* **問題 1**:
抽出テキストで筆者は、目の前の959を「明らかに911がベースだ」と述べています。そう判断できる根拠として挙げられている点を説明してください。
* **問題 2**:
下の行から、文字列「ship」を含むものをすべて集め、そのまま書き写してください。大文字と小文字は区別します。

砂漠を制覇したポルシェ ダカール959を公道で運転する!?

Photography:Malcolm Griffiths & McKlein


 
なんとか車検を取得したリチャードによれば、ラリーを走っていた頃より車高は大幅に低いものの、マッド&スノーのダンロップタイヤの乗り心地はあまり良くないという。ただ、リアデフをロックしてわざと不安定にしなければ、単純なアンダーステア特性だと教えてくれた。その言葉がいかに正しいかをお伝えしたいところだが、それより何より、私は本物のダカール959を運転できることがとにかく素直にうれしい。
 
目の前にある959は、小さく、少し高さはあるが、明らかに911がベースだ。ドライバーズシートの目の前には、標準仕様そのままの911SCのステアリング、そして背後からはフラット6のサウンドが響いてくる。奇妙な話だが、アイドリングにかぶって、まぎれもなくVWフラット4のバタバタいう音が聞こえてくるようにも思える。それはまるで、自信のない911オーナーを怒らせるために言うセリフじゃないかと言われそうだが、本当なのだ。
 
そして、付け加えることがある。このエンジンは、高回転まで引っ張ると、これまでに聞いたフラット6の中でも最高の轟音を上げる。複雑で深みがあり、しわがれているがスムーズ。音量もトップクラス。さきほど、リチャードがバンブリーの車検場まで運転していくのを見送りながら、私たちは作業場の外に立って、かなり長い間そのサウンドに耳を傾けていた。

* **記載一覧**:
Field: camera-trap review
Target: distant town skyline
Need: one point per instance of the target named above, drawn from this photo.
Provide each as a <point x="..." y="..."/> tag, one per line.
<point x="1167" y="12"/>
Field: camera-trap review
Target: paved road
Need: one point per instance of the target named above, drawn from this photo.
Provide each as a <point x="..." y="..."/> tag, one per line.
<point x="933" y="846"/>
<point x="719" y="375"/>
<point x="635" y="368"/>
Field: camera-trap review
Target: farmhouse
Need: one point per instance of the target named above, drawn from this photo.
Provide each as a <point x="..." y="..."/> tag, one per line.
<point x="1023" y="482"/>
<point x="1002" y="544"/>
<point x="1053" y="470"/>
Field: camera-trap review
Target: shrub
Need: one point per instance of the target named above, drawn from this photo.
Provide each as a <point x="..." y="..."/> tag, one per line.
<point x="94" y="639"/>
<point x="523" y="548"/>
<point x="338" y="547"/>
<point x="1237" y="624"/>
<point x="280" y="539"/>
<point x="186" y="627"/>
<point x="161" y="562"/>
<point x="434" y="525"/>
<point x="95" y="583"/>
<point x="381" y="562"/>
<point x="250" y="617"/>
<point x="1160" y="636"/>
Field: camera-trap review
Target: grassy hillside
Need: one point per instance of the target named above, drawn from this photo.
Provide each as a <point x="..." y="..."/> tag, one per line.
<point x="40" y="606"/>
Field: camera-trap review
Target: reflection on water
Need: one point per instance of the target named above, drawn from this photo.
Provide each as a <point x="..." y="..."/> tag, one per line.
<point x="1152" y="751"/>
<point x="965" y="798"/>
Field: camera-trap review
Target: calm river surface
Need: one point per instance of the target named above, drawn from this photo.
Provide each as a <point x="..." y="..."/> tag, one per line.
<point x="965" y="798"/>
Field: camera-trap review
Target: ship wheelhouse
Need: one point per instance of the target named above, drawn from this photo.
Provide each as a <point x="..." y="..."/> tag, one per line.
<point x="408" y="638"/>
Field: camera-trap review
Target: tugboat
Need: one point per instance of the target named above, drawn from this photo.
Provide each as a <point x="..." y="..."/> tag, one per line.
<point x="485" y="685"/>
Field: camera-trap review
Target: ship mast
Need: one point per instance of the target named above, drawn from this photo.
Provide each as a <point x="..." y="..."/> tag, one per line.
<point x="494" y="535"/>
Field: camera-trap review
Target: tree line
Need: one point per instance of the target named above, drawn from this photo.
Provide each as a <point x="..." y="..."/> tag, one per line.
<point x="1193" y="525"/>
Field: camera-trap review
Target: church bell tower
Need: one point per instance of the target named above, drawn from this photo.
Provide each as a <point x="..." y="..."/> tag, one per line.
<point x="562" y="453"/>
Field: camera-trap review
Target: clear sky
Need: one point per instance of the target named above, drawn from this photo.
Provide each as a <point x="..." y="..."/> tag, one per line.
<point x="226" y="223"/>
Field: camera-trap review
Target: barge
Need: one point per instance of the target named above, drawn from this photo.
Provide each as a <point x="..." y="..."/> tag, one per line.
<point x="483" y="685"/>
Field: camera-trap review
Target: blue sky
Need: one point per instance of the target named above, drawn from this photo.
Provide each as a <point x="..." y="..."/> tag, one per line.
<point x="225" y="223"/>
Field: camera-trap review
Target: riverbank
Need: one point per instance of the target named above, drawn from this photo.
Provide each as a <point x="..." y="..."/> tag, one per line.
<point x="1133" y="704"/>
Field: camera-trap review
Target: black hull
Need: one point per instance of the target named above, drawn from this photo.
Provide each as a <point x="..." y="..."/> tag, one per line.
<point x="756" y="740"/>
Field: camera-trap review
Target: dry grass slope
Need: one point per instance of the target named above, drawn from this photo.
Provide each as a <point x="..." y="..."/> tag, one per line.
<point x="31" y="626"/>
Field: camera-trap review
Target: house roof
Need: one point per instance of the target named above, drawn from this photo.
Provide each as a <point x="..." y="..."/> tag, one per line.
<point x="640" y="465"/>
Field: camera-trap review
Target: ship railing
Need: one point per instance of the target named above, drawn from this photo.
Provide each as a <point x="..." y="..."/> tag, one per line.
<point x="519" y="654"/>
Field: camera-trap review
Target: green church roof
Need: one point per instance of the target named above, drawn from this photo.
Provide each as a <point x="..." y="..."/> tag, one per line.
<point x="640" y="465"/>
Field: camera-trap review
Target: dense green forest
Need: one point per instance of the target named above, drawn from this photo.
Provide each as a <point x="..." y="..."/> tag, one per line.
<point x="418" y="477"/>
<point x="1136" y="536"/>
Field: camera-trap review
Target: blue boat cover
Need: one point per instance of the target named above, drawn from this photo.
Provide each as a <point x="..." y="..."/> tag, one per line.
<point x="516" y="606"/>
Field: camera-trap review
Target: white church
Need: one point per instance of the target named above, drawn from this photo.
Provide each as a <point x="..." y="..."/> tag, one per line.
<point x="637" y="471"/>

* **記述解答 1**:
運転席の目の前に、標準仕様のままの911SCのステアリングがあります。また、背後からはフラット6のサウンドが響いてきます。筆者はこの二点から、911がベースだと判断しています。

* **記述解答 2**:
Target: ship wheelhouse
Target: ship mast
Target: ship railing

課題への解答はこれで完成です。